### EXERCISE GOAL
Render every line of the entries below as a JSON list of strings, one string per line, omitting blank lines.

-- Start of STORED RECORDS --

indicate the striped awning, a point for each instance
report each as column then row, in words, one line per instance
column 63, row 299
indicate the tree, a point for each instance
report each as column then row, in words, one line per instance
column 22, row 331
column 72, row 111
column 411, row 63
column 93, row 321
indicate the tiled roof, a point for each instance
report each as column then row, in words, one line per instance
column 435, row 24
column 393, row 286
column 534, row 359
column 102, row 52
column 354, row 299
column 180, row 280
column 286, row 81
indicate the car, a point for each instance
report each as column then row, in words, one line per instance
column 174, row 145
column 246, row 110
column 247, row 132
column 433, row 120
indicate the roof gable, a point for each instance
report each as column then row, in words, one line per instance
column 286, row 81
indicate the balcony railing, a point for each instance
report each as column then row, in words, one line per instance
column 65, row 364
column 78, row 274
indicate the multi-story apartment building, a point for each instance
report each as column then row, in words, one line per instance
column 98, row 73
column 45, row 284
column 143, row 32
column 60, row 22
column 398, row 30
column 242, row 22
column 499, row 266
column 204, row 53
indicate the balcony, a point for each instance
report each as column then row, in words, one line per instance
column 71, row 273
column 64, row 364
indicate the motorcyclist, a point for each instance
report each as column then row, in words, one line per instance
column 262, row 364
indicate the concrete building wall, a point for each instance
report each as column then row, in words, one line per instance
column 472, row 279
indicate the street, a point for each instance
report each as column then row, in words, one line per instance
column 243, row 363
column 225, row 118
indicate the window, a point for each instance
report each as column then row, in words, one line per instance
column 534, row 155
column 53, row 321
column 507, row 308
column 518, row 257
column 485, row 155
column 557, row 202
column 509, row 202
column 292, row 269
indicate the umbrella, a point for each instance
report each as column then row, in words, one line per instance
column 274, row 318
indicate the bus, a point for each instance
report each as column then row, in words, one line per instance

-- End of STORED RECORDS --

### EXERCISE RESULT
[
  "indicate the striped awning, a point for each instance",
  "report each as column then row, in words, one line per instance",
  "column 63, row 299",
  "indicate the tree, a point for each instance",
  "report each as column then row, in words, one line per instance",
  "column 22, row 331",
  "column 72, row 111",
  "column 411, row 63",
  "column 93, row 321",
  "indicate the tiled roof, a point for each instance",
  "report each as column then row, in words, one line per instance",
  "column 435, row 24",
  "column 393, row 286",
  "column 534, row 359",
  "column 102, row 52",
  "column 354, row 299",
  "column 180, row 280",
  "column 286, row 81",
  "indicate the car, a point for each instance",
  "report each as column then row, in words, one line per instance",
  "column 174, row 145",
  "column 246, row 110",
  "column 247, row 132",
  "column 433, row 120",
  "indicate the roof gable, a point for each instance",
  "report each as column then row, in words, one line per instance",
  "column 286, row 81",
  "indicate the balcony railing, a point for each instance",
  "report each as column then row, in words, one line per instance",
  "column 65, row 364",
  "column 78, row 274",
  "indicate the multi-story apartment building, a point for each instance",
  "report each as column then row, in words, one line per instance",
  "column 98, row 73",
  "column 45, row 284",
  "column 143, row 32",
  "column 60, row 22",
  "column 398, row 30",
  "column 242, row 22",
  "column 499, row 266",
  "column 204, row 53",
  "indicate the balcony, a point for each instance",
  "report each as column then row, in words, one line per instance",
  "column 71, row 273",
  "column 64, row 364",
  "indicate the motorcyclist, a point for each instance",
  "report each as column then row, in words, one line per instance",
  "column 262, row 364",
  "indicate the concrete building wall, a point for each instance",
  "report each as column then row, in words, one line per instance",
  "column 472, row 279",
  "indicate the street, a point for each instance",
  "report each as column then row, in words, one line per instance",
  "column 243, row 363",
  "column 225, row 118",
  "indicate the window, a point for each instance",
  "report each as column then row, in words, one line per instance",
  "column 534, row 155",
  "column 53, row 321",
  "column 507, row 308",
  "column 518, row 257",
  "column 485, row 155",
  "column 557, row 202",
  "column 509, row 202",
  "column 292, row 269",
  "indicate the umbrella, a point for each instance",
  "report each as column then row, in words, one line per instance",
  "column 274, row 318",
  "indicate the bus, a point for each instance",
  "report each as column then row, in words, one line per instance"
]